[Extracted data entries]
▬▬▬▬▬▬▬▬▬▬
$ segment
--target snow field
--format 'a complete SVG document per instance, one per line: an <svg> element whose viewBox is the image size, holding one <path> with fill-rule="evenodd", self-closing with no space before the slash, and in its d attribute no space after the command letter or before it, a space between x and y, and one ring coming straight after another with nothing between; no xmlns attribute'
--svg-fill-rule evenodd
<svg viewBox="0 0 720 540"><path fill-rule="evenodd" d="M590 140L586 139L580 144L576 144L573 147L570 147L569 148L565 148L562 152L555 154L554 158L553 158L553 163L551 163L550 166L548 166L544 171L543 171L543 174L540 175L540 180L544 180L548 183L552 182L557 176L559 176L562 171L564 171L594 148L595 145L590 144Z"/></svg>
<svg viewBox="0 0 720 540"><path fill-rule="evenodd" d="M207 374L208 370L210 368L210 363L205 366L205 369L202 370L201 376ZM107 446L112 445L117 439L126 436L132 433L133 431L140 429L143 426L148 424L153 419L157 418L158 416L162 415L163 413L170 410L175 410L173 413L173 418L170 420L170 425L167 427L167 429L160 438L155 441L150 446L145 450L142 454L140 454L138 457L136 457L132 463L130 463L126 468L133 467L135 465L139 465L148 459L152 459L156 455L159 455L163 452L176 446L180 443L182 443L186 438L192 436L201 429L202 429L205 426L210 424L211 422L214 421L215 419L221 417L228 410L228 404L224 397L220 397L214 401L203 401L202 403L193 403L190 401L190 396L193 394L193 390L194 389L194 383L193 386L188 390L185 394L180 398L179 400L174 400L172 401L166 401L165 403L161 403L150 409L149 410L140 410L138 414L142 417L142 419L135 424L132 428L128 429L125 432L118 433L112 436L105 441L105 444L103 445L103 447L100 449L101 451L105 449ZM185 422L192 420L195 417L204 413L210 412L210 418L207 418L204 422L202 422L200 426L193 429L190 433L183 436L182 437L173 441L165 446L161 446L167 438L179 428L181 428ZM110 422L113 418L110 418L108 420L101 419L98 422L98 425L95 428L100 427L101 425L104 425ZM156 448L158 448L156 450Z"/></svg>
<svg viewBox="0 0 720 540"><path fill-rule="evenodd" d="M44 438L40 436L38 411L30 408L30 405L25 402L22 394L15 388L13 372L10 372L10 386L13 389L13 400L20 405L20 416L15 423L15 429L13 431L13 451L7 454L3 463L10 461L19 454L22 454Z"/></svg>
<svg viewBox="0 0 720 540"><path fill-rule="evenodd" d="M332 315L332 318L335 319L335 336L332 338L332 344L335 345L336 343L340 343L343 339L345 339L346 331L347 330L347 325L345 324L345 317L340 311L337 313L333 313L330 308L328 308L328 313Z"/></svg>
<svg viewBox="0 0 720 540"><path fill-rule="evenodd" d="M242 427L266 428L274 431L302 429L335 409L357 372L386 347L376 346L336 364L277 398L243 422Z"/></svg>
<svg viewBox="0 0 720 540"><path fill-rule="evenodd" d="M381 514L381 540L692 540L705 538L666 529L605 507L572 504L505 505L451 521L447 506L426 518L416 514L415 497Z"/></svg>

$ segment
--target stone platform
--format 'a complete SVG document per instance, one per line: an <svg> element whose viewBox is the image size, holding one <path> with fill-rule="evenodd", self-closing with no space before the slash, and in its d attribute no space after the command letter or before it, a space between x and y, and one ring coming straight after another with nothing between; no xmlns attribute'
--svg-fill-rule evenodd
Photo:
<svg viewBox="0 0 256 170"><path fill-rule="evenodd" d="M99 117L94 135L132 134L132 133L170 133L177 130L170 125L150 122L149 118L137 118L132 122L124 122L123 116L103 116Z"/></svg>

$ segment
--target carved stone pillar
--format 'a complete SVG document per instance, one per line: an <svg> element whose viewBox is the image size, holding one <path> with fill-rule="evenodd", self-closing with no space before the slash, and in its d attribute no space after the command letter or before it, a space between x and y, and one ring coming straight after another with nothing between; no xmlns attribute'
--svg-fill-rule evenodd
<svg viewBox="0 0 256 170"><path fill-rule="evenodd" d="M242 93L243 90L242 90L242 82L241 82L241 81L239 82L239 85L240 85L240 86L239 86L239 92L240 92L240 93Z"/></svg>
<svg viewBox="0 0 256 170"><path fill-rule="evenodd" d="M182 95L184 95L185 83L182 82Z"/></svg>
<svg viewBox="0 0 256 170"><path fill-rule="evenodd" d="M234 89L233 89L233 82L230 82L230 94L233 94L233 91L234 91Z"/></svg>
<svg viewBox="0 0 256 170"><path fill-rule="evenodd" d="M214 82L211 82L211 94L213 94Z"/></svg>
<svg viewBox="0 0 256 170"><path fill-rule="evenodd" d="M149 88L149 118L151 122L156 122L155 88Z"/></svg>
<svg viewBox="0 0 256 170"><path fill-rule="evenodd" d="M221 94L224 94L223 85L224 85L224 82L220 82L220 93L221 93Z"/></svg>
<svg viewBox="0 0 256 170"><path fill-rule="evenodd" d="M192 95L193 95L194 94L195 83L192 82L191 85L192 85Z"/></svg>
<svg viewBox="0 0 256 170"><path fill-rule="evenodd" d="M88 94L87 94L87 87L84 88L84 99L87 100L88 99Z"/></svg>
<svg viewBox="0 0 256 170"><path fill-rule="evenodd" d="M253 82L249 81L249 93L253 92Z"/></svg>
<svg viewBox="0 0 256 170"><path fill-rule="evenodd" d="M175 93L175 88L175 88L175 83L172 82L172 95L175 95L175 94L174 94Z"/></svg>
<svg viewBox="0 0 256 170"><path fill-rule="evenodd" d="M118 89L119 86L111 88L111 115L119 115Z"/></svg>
▬▬▬▬▬▬▬▬▬▬
• AIM: Collect every line of the items above that contains the string "stone".

• FINISHED EXERCISE:
--target stone platform
--target carved stone pillar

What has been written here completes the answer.